### [Document excerpt]
******

17 February 2011

The Myth of the 'Other'

Self-portrait in a bus 2
Me as the 'other'

Here’s an idea. You know the single men in the nightlife having fun? I don’t want to generalise – it’s the root of all misunderstanding – but it has happened occasionally that the objective at the end of the whole bother has been the hope of finding someone to go home with. It’s not really a beautiful story; I never claimed that it was, but bear with me for the sake of the analogy.

Sometimes the objectives of these soldiers of evolutionary urge to protect the future of the species are met and other times not. Some individuals have better ‘success’ rate, but that tells nothing about them as people except that they have a better ‘skill’ to get what they’re after. Neither does failing to meet the objective; it is not an indication of not having tried your hardest. It doesn’t mean that those individuals have hit the club categorically refusing any opportunity for tender or cynical love.

You’d be delusional to think that way wouldn’t you. And this by the way is no finger pointing or judging. Our species depends on the urge behind these theatrics. Essentially this is our survival.

But why am I talking about this?

Because to say that people coming to our European societies from elsewhere don’t want to work is like saying that the menfolk in the night don’t want to get laid. They very much do, but aren’t always successful.

******

### [Supplied data]
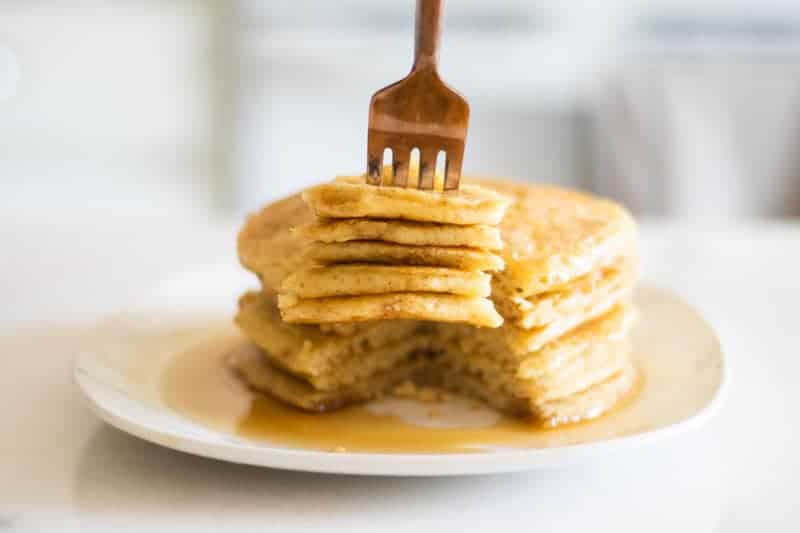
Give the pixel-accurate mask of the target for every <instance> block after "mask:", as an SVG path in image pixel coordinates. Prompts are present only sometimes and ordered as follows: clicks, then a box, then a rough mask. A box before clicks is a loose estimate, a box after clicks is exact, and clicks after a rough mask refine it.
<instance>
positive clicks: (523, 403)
mask: <svg viewBox="0 0 800 533" xmlns="http://www.w3.org/2000/svg"><path fill="white" fill-rule="evenodd" d="M439 372H440V374H441V376H442V378H441V379H442V383H443V385H444V387H445V388H447V389H448V390H451V391H454V392H458V393H460V394H464V395H467V396H471V397H473V398H477V399H480V400H482V401H483V402H484V403H486V404H487V405H490V406H491V407H493V408H495V409H497V410H498V411H502V412H504V413H506V414H509V415H512V416H517V417H524V418H531V419H533V420H535V421H537V422H538V423H540V424H542V425H545V426H550V427H555V426H560V425H563V424H568V423H576V422H581V421H586V420H591V419H593V418H597V417H598V416H601V415H603V414H604V413H606V412H608V411H609V410H611V409H612V408H613V407H614V406H616V405H617V404H618V403H619V402H620V400H622V399H623V398H624V397H625V396H626V395H628V394H629V393H630V392H631V391H632V390H633V388H634V385H635V383H636V379H637V372H636V369H635V368H634V367H633V365H632V364H630V363H626V364H625V366H624V367H623V368H622V369H621V370H620V371H618V372H616V373H615V374H613V375H612V376H610V377H609V378H608V379H606V380H604V381H602V382H600V383H596V384H594V385H592V386H590V387H588V388H586V389H584V390H582V391H580V392H577V393H575V394H573V395H570V396H566V397H563V398H559V399H556V400H551V401H547V402H542V403H538V404H537V403H532V402H531V401H530V399H529V398H525V397H524V396H517V395H515V394H513V393H512V392H510V391H507V390H499V389H492V388H490V387H488V386H487V384H486V383H485V382H484V380H483V379H482V378H481V376H479V375H477V374H472V373H467V372H463V371H462V372H459V371H457V370H455V369H453V368H449V367H447V366H443V367H442V368H440V370H439Z"/></svg>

******

### [Task set]
1. In the essay on the myth of the 'other', what does the author call generalising?
2. Go on with the essay on the myth of the 'other' from its last sentence.

### [Responses to the exercise]
1. The root of all misunderstanding.

2.
Both of these examples are matters or survival, only on very different levels and in both cases sometimes the desired best case scenario goal is not met and then, the individual in question must make peace with something less flattering. Less flattering in a sense of their personal preference – there aren’t any universal standards. And having talked about groups of people in very generalising ways, there is no categorically uniform way for any group to be, so the premise of generalising is always misleading. I am not referring to any one person – only occurrences that are very real and the hypocrisy around understanding, but more often not understanding them.

So it is for these reasons, if once more I hear one of these ‘immigration sceptics’ talk about ‘work based immigration’ as opposed to some kind of ‘social welfare free ride immigration’ I will… well, better not to promise to do anything particularly demanding because I will definitely hear this at least five more times before the lunch.

There are many kinds of people hoping to relocate - I have relocated previously to Ireland, UK, South Africa and Sweden. I have spent enough time in a few other countries to have to become part of their society, but never once have I been called immigrant. So one disclaimer: I do use the word immigrant here with unease as it, as a brand, has been effortfully dragged in the mud and given ethnic definitions; this actually is a topic on its own right, but let it be noted that I am not happy with that word and use it for the lack of a better one that would be widely understood – should I come up with a neologism I confused the matter even further. And there certainly are many stories people have and my attempt is not, not to understand them, but exploring them isn’t my focus either. Not at least this time around.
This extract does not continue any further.